__Material for the task__:
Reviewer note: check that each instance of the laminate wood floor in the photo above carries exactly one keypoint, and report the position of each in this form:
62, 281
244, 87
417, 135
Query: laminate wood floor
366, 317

__Task statement__: Reproduce the listing above line for line, keeping every character unchanged.

__The solution__:
Reviewer note: check that each instance of the laminate wood floor in the photo above carries exactly one keypoint, and report the position of each in this form:
62, 281
244, 87
417, 135
Query: laminate wood floor
366, 317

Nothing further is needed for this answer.